The records:
╔══

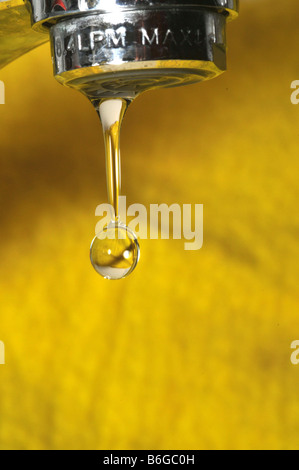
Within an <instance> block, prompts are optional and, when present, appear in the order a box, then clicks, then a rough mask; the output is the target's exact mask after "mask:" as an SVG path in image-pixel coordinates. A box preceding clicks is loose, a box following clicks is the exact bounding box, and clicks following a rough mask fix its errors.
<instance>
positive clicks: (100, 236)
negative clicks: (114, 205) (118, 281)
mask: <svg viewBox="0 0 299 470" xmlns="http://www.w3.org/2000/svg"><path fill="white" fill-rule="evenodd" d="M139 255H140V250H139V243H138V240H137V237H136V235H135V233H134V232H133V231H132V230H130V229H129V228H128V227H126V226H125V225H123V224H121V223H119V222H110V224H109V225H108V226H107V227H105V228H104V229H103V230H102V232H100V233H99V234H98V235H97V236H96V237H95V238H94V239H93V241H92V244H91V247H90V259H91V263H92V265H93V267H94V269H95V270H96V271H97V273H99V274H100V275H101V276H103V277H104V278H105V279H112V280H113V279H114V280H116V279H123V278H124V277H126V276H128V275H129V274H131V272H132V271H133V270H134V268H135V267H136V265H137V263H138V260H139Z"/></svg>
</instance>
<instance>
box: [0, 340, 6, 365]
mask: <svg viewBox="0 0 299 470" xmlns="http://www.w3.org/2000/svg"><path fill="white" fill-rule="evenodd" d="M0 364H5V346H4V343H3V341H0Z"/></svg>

╚══
╔══

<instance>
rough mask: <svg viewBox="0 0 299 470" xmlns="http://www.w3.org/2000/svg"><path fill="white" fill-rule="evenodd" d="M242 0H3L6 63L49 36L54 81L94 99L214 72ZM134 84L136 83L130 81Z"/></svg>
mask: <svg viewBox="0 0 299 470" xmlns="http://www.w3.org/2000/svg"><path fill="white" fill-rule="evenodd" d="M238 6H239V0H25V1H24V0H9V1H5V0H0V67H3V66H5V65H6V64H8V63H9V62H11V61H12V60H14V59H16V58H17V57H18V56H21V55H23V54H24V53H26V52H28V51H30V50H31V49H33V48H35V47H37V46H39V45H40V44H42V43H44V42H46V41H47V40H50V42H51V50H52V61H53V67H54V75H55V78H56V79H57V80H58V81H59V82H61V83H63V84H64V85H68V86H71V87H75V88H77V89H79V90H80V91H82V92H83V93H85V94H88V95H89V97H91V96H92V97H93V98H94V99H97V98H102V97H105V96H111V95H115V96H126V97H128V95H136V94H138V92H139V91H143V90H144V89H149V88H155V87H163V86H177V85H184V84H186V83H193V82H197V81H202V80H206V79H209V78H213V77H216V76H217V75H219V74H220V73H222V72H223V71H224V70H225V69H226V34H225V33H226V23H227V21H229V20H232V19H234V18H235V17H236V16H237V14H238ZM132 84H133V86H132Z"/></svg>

╚══

Required work: From the data above, output exactly the lines between the one containing "Within an <instance>" and the one containing "positive clicks: (100, 236)", counting both of them.

Solution to this task:
Within an <instance> block, prompts are optional and, when present, appear in the order a box, then clicks, then a rough mask; the output is the target's exact mask after "mask:" as an SVG path in image-pixel coordinates. A box preceding clicks is loose, a box following clicks is the exact bounding box, and clicks following a rough mask fix its errors.
<instance>
positive clicks: (100, 236)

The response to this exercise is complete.